# START OF EXTRACT
WEEKLY COMMODITIES UPDATE -
By Ole S Hansen -
Commodity markets moved up a gear during the past week as strong performances were recorded across most sectors apart from industrial metals and livestock. Chinese and US economic data continued to improve, raising the prospects for the global economy and supporting increased demand for commodities. The S&P 500 index recorded additional gains while the dollar was unchanged against the euro but made additional gains against the Japanese yen, which hit a 2.5 year low — the main story in currency markets so far this January.
Strong gains were particularly seen in natural gas which has begun to recover from a milder-than-expected winter sell-off and received a further boost from a bigger-than-expected decline in US inventories which points towards robust demand. Platinum and palladium rallied on news that production of platinum in South Africa is going to be scaled back. This put the focus on dwindling supplies at a time of robust demand from the car industry, especially in the Far East and the US. In consequence, the price of platinum is back trading at parity to gold for the first time since March 2012.
The prices of key crops such as corn, wheat and soybeans have begun to move higher again following recent corrections. Prices are being supported by drought conditions in the US and Argentina plus a recent US government report which pointed towards further tightness in stocks during this current crop season. This raises the need for a bumper 2013/14 harvest so once again , weather developments across the key growing regions on the northern hemisphere will be watched closely as spring approaches.
The energy sector was generally stronger as the danger of geopolitical-led price spikes surfaced once again. The hostage crisis in Algeria received some attention as it raised concerns about the security of energy infrastructure in the country which produces around 1.4 million barrels per day. Brent crude oil moved back towards the higher end of its current range but did not find enough ammunition to challenge resistance, which is currently the January high at $113.30/barrel while support can be found at the 200-day moving average currently at $109.
Both Opec and the International Energy Agency (IEA) released their monthly reports this week. The IEA’s report warned about tightening oil markets due to increased Chinese demand and reduced Saudi Arabian supply. The western countries’ oil watchdog said it expected demand growth to rise by 930,000 barrels per day (bpd) in 2013, up from a previous estimate of 865,000 bpd. Opec, meanwhile, struck a more cautious note when saying that increased competition from non-Opec suppliers due to new production techniques could trigger reduced demand for the cartel’s oil. BP seems to have gone along with this assumption as its latest long-term energy outlook saw Opec’s spare capacity reaching six million bpd by 2015, the highest since the late 1980s. Increased spare capacity is one the most important factors when looking for price stability and following Saudi Arabia’s cut in December its spare capacity (defined as volume of production that can be brought on within 30 days and sustained for at least 90 days) has risen to the highest level since January 2011.
# END OF EXTRACT
# START OF EXTRACTED INFORMATION
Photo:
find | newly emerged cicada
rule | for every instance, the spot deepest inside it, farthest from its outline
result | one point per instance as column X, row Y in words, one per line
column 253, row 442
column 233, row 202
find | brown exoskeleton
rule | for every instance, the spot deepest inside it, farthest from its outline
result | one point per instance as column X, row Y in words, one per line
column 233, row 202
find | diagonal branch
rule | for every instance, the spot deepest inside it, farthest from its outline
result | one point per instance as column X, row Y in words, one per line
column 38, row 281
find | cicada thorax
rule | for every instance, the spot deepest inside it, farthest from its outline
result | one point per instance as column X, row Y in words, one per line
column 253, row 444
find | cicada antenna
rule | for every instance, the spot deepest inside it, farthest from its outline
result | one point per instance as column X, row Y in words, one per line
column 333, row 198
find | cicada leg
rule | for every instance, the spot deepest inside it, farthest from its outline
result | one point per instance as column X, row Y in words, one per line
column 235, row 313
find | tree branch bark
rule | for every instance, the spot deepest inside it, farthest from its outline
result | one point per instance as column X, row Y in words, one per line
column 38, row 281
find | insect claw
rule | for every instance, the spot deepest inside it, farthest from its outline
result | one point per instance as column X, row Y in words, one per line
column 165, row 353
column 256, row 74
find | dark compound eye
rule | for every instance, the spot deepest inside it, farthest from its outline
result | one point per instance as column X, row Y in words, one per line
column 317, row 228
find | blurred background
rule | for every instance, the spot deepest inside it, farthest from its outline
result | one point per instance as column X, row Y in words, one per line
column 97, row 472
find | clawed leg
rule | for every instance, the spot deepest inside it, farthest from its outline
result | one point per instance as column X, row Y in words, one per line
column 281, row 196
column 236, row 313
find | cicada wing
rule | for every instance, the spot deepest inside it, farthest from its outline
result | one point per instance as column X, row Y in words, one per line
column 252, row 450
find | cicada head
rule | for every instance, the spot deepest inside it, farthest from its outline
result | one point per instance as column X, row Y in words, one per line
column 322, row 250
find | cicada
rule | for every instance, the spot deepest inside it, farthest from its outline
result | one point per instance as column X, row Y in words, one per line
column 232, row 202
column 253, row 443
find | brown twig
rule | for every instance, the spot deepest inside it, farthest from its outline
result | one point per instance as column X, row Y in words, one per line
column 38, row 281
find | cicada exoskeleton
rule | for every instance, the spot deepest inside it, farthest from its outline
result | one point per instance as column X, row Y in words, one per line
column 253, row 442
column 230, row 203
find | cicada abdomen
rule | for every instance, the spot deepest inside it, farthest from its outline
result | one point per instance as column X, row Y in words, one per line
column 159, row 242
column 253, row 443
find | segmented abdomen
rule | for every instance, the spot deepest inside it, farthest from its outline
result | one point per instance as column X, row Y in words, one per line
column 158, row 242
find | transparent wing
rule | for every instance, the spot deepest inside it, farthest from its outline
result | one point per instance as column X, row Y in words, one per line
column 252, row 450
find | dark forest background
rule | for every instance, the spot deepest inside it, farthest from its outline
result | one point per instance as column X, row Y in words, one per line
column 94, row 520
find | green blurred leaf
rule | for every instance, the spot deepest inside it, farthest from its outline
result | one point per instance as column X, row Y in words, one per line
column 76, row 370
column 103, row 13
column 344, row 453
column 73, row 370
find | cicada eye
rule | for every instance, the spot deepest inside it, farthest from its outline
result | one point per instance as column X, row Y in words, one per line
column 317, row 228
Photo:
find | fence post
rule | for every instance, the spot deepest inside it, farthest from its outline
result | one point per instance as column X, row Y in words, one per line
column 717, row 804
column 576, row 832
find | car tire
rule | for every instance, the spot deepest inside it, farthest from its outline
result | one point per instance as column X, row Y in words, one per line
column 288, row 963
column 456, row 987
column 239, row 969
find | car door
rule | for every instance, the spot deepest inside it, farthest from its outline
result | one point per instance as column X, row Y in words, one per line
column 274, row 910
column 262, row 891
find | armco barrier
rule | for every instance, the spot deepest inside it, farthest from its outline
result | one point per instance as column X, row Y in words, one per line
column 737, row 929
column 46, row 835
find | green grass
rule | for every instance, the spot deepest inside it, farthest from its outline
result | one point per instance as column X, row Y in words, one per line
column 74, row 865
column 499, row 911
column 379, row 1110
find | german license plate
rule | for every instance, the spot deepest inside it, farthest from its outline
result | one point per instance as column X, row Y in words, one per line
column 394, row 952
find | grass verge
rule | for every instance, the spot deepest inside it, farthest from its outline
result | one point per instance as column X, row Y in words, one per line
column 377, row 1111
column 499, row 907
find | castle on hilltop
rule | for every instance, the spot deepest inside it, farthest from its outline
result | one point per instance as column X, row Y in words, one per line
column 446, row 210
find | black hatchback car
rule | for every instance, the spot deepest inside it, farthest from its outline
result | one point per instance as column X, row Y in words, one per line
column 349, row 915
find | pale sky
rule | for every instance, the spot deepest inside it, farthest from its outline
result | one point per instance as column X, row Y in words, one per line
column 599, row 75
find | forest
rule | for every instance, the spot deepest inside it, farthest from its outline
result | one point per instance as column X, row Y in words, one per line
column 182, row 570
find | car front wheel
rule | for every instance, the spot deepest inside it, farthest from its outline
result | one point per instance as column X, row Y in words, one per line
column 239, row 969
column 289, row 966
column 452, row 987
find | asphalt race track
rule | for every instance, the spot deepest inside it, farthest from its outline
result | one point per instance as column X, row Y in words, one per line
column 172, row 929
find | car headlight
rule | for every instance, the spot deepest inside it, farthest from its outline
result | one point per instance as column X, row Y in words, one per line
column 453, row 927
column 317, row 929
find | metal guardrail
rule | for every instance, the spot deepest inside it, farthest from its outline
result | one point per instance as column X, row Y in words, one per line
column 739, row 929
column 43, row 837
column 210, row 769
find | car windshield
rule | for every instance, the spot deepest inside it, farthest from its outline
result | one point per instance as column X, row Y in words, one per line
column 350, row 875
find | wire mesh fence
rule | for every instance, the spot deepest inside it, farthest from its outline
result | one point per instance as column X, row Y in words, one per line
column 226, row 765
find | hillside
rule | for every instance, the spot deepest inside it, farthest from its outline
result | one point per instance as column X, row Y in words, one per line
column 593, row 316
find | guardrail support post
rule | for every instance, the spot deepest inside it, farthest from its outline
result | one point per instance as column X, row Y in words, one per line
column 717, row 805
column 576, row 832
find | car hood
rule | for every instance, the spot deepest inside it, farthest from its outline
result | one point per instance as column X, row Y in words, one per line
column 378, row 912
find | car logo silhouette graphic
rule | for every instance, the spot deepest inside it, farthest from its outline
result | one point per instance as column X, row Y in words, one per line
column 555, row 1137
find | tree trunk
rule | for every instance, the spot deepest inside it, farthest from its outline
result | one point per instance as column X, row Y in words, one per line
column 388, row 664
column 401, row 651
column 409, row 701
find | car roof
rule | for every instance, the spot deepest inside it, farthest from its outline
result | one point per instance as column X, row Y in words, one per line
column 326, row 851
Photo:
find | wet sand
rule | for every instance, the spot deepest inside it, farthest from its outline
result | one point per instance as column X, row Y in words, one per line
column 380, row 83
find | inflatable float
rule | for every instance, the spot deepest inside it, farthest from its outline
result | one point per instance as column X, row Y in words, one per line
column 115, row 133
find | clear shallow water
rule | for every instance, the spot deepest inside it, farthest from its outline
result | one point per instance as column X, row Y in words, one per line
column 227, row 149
# END OF EXTRACTED INFORMATION
In the commodities update above, by how many barrels per day did the IEA expect oil demand to grow in 2013?

* _THE SOLUTION_: 930,000 barrels per day.